→ **Source excerpt**
★ ★ ★ ★
Inherit ResultCallback<RecognitionResult> and implement its methods. RecognitionResult encapsulates the server response.
Java supports connection reuse, so there are no onClose or onOpen methods.
Example
Example
| Interface/Method | Parameters | Return value | Description |
|---|---|---|---|
public void onEvent(RecognitionResult result) | result: Real-time recognition result (RecognitionResult) | None | Called when the server returns a result. |
public void onComplete() | None | None | Called when recognition completes successfully. |
public void onError(Exception e) | e: Exception information | None | Called when an error occurs. |
Response results
Real-time recognition result (RecognitionResult)
RecognitionResult represents a single recognition result.
| Interface/Method | Parameters | Return value | Description |
|---|---|---|---|
public String getRequestId() | None | requestId | Gets the request ID. |
public boolean isSentenceEnd() | None | Whether the sentence has ended | Returns whether the current sentence has ended (final result). |
public Sentence getSentence() | None | Sentence | Gets sentence information including timestamps and text. |
Sentence information (Sentence)
★ ★ ★ ★
→ **Task brief**
Pick up the recognition callback documentation above after its last line and continue writing it.
★ ★ ★ ★
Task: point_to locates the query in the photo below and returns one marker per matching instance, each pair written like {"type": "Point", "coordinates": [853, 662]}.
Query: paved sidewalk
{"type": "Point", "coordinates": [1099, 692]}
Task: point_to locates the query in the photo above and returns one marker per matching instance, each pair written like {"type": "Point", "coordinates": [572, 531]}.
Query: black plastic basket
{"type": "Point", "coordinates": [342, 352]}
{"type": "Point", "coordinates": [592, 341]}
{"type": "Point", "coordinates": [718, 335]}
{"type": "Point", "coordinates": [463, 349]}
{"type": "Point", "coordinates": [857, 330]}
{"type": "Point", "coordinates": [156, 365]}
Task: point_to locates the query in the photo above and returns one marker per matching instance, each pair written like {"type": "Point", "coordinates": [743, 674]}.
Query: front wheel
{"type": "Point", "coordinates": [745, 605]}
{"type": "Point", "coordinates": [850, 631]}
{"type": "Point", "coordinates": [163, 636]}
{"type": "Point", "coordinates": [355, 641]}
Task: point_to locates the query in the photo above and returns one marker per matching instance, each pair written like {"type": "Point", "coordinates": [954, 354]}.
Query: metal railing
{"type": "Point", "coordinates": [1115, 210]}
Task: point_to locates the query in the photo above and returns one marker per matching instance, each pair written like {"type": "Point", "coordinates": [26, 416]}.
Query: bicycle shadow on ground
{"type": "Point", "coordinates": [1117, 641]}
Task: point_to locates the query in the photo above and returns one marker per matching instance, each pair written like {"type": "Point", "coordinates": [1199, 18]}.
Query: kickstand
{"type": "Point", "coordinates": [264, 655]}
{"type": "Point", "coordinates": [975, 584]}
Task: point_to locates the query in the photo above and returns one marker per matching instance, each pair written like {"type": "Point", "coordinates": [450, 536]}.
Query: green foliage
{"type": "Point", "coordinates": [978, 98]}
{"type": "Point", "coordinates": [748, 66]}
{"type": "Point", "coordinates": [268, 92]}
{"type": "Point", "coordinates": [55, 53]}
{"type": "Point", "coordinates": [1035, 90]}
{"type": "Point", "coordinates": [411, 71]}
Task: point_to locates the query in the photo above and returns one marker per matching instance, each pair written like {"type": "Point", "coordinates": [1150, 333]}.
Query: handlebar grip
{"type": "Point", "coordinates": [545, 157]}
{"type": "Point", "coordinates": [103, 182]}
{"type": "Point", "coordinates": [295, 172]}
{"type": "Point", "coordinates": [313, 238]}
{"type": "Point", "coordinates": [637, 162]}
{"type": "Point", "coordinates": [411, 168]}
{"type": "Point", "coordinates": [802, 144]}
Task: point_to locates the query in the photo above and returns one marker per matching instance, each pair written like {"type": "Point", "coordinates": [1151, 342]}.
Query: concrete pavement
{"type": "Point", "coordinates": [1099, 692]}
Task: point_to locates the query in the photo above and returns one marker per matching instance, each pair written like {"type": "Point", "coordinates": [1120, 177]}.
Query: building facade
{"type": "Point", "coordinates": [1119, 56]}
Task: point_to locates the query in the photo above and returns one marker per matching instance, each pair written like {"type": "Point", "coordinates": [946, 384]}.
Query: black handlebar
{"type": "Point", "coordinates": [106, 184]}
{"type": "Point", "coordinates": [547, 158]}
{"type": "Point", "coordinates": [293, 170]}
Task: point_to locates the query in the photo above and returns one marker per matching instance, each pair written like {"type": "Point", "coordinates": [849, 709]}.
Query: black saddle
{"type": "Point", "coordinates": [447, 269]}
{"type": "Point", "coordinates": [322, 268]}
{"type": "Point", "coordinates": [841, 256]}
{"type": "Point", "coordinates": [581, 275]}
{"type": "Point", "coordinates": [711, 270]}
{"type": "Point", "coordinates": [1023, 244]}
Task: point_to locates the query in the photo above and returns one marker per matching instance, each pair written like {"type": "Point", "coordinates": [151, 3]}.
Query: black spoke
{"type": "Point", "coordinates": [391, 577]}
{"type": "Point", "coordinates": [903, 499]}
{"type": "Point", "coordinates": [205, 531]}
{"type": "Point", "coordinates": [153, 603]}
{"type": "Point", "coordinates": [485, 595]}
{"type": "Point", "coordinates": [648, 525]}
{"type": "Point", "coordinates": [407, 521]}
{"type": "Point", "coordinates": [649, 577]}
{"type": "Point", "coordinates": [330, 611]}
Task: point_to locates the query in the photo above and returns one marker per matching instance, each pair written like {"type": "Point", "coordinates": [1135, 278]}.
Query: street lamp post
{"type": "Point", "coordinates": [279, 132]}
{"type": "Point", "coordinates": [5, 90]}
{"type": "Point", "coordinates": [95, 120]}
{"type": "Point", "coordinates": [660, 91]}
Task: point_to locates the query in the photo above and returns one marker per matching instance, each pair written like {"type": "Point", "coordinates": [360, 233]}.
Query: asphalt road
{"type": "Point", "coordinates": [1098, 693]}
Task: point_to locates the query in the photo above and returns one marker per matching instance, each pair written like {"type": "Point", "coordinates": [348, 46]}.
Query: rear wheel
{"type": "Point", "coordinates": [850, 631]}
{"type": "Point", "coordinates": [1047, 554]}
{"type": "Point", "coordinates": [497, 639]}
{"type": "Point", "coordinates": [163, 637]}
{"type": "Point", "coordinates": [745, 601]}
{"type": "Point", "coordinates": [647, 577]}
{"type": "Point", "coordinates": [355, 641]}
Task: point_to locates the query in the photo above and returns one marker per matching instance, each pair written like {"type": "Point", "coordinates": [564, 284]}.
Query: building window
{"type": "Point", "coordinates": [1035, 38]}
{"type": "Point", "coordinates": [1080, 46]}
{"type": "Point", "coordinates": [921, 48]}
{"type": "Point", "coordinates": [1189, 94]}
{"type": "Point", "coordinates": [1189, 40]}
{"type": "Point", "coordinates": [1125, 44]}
★ ★ ★ ★
→ **The output**
| Interface/Method | Parameters | Return value | Description |
|---|---|---|---|
public Long getBeginTime() | None | Sentence start time, in ms | Returns the sentence start time. |
public Long getEndTime() | None | Sentence end time, in ms | Returns the sentence end time. |
public String getText() | None | Recognized text | Returns the recognized text. |
public List<Word> getWords() | None | A List of Word timestamp information (Word) | Returns word timestamp information. |
Word timestamp information (Word)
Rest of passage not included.